Catherine MAIA
Le 22 août, l’Union africaine (UA) a annoncé sa décision de suspendre le Niger de ses institutions après le coup d’État survenu dans le pays le 26 juillet dernier. Si l’UA a affiché un front commun concernant cette suspension, conformément à sa tolérance zéro à l’égard des changements anticonstitutionnels de gouvernement prônée à l’article 4 (p) de son Acte constitutif, elle s’est toutefois montrée prudente concernant l’éventualité d’une intervention militaire brandie par la Communauté économique des États d’Afrique de l’Ouest (Cédéao).
Dans un communiqué (PSC/PR/COMM.1168 (2023)) du Conseil
de paix et de sécurité (CPS), adopté à la suite d’une réunion tenue le 14 août sur la
situation au Niger, cet organe décisionnel permanent de l’UA pour la
prévention, la gestion et le règlement des conflits, « prend note de la
décision de la Cédéao de déployer une Force en attente » et « demande
à la Commission de l’UA d’entreprendre une évaluation des implications
économiques, sociales et sécuritaires du déploiement d’une Force en attente au
Niger » (§4).
Selon ce même communiqué, rendu public le 22 août, le CPS « [r]éitère sa profonde préoccupation face à la résurgence des coups d’État militaires qui compromettent la démocratie, la paix, la sécurité et la stabilité, ainsi que le développement du continent » (§1) et « [r]éitère également sa condamnation sans équivoque du coup d’État militaire qui a eu lieu le 26 juillet 2023 au Niger et qui a abouti à l’éviction d’un président démocratiquement élu, S.E. Mohamed Bazoum, par une faction d’officiers militaires » (§2). Cette condamnation est dans la lignée de celle prononcée dans la déclaration à la presse faite par le Conseil de sécurité des Nations Unies concernant la situation en République du Niger le 28 juillet. Rappelons que Mohamed Bazoum a été élu président de la République du Niger en 2020 face à l’ex-président Mahamane Ousmane, succédant ainsi à Mahamadou Issoufou ayant atteint la limite constitutionnelle de deux mandats, avant d’être investi en 2021. Rappelons également que, depuis son indépendance en 1960, le Niger a connu cinq coups d’État et plusieurs tentatives avortées.

## PETIT EXERCICE 1
D'après le texte sur la suspension du Niger, combien de coups d'État le pays a-t-il connus depuis son indépendance ?
## PETIT EXERCICE 2
Recopiez mot pour mot le passage du texte sur la suspension du Niger qui commence par les mots « Catherine MAIA » et se termine par « de l’Ouest (Cédéao). ».

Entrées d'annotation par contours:
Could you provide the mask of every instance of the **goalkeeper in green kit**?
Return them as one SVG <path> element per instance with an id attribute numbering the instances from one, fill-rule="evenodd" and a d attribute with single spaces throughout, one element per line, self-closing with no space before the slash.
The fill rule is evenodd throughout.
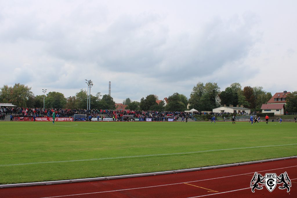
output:
<path id="1" fill-rule="evenodd" d="M 56 114 L 55 111 L 53 112 L 53 124 L 55 124 L 55 117 L 56 117 Z"/>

## RÉPONSE 1
Cinq coups d'État, ainsi que plusieurs tentatives avortées.

## RÉPONSE 2
Catherine MAIA
Le 22 août, l’Union africaine (UA) a annoncé sa décision de suspendre le Niger de ses institutions après le coup d’État survenu dans le pays le 26 juillet dernier. Si l’UA a affiché un front commun concernant cette suspension, conformément à sa tolérance zéro à l’égard des changements anticonstitutionnels de gouvernement prônée à l’article 4 (p) de son Acte constitutif, elle s’est toutefois montrée prudente concernant l’éventualité d’une intervention militaire brandie par la Communauté économique des États d’Afrique de l’Ouest (Cédéao).